▶ **Data**
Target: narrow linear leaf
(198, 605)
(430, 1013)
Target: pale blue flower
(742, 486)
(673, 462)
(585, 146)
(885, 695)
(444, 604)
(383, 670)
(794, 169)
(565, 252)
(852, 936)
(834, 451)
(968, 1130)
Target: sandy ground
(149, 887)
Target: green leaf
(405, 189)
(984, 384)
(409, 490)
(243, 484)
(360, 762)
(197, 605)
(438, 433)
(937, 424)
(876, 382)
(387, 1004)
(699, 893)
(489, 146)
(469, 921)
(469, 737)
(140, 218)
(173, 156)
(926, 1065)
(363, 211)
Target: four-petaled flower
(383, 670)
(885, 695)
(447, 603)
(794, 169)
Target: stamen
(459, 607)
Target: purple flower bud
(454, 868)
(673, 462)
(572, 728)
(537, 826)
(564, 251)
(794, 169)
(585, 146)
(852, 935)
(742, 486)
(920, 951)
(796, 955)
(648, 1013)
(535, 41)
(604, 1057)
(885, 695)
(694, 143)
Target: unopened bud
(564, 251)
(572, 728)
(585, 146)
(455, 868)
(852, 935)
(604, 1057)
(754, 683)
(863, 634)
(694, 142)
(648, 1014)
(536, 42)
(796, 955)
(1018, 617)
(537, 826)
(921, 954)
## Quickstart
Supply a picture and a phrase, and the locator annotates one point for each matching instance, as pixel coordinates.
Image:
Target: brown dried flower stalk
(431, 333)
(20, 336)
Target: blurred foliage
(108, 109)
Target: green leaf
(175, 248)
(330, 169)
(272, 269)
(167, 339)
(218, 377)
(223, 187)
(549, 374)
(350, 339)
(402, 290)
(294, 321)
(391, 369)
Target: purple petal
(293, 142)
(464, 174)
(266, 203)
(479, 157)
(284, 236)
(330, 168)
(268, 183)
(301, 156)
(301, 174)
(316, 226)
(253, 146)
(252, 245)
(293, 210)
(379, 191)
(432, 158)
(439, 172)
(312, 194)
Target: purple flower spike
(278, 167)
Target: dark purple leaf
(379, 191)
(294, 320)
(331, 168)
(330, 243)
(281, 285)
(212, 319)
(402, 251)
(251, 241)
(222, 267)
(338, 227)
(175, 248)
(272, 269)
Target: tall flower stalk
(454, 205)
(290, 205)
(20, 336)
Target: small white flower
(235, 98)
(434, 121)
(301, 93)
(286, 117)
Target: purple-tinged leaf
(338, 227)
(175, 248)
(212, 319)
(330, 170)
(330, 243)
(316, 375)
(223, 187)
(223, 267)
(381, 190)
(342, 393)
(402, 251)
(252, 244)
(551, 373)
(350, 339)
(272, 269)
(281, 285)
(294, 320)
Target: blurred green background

▶ **Request**
Could you write out all of the records above again, word for word and in the same order?

▶ **Exercise response**
Target: narrow linear leaf
(198, 605)
(430, 1013)
Target: pale blue flower
(742, 486)
(673, 462)
(585, 146)
(885, 695)
(444, 604)
(383, 670)
(794, 169)
(565, 252)
(852, 936)
(834, 451)
(968, 1130)
Target: sandy ground
(149, 887)
Target: green leaf
(405, 189)
(984, 384)
(409, 490)
(243, 484)
(360, 762)
(197, 605)
(438, 433)
(937, 424)
(876, 382)
(387, 1004)
(699, 893)
(489, 146)
(469, 921)
(469, 737)
(140, 218)
(173, 156)
(926, 1065)
(363, 211)
Target: four-petaled flower
(383, 670)
(885, 695)
(447, 603)
(794, 169)
Target: stamen
(459, 607)
Target: purple flower bud
(454, 868)
(673, 462)
(572, 728)
(537, 826)
(564, 251)
(794, 169)
(585, 146)
(852, 935)
(742, 486)
(920, 951)
(796, 955)
(648, 1013)
(535, 41)
(604, 1057)
(885, 695)
(694, 143)
Target: unopened bud
(564, 251)
(572, 728)
(585, 146)
(455, 868)
(852, 935)
(604, 1057)
(754, 683)
(863, 634)
(694, 142)
(648, 1014)
(536, 42)
(796, 955)
(1018, 617)
(537, 826)
(921, 954)
## Quickstart
Supply a picture and a phrase, and the locator annotates one point for each matching instance, as pixel coordinates.
Image:
Target: brown dried flower stalk
(431, 333)
(20, 336)
Target: blurred foliage
(108, 109)
Target: green leaf
(175, 248)
(330, 169)
(272, 269)
(167, 339)
(218, 377)
(223, 187)
(549, 374)
(350, 339)
(402, 290)
(294, 321)
(391, 369)
Target: purple petal
(293, 142)
(464, 174)
(266, 203)
(479, 157)
(284, 236)
(330, 168)
(268, 183)
(301, 156)
(301, 174)
(316, 226)
(253, 146)
(252, 245)
(293, 210)
(379, 191)
(432, 158)
(439, 172)
(312, 194)
Target: purple flower spike
(278, 167)
Target: dark purple leaf
(379, 191)
(294, 320)
(331, 168)
(330, 243)
(281, 285)
(212, 319)
(402, 251)
(251, 241)
(222, 267)
(338, 227)
(175, 248)
(272, 269)
Target: tall flower stalk
(454, 205)
(290, 205)
(20, 336)
Target: small white flower
(235, 98)
(434, 121)
(301, 93)
(286, 117)
Target: purple-tinged leaf
(338, 227)
(175, 248)
(212, 319)
(330, 170)
(330, 243)
(316, 375)
(223, 187)
(223, 267)
(381, 190)
(342, 393)
(402, 251)
(252, 244)
(551, 373)
(350, 339)
(272, 269)
(281, 285)
(294, 320)
Target: blurred green background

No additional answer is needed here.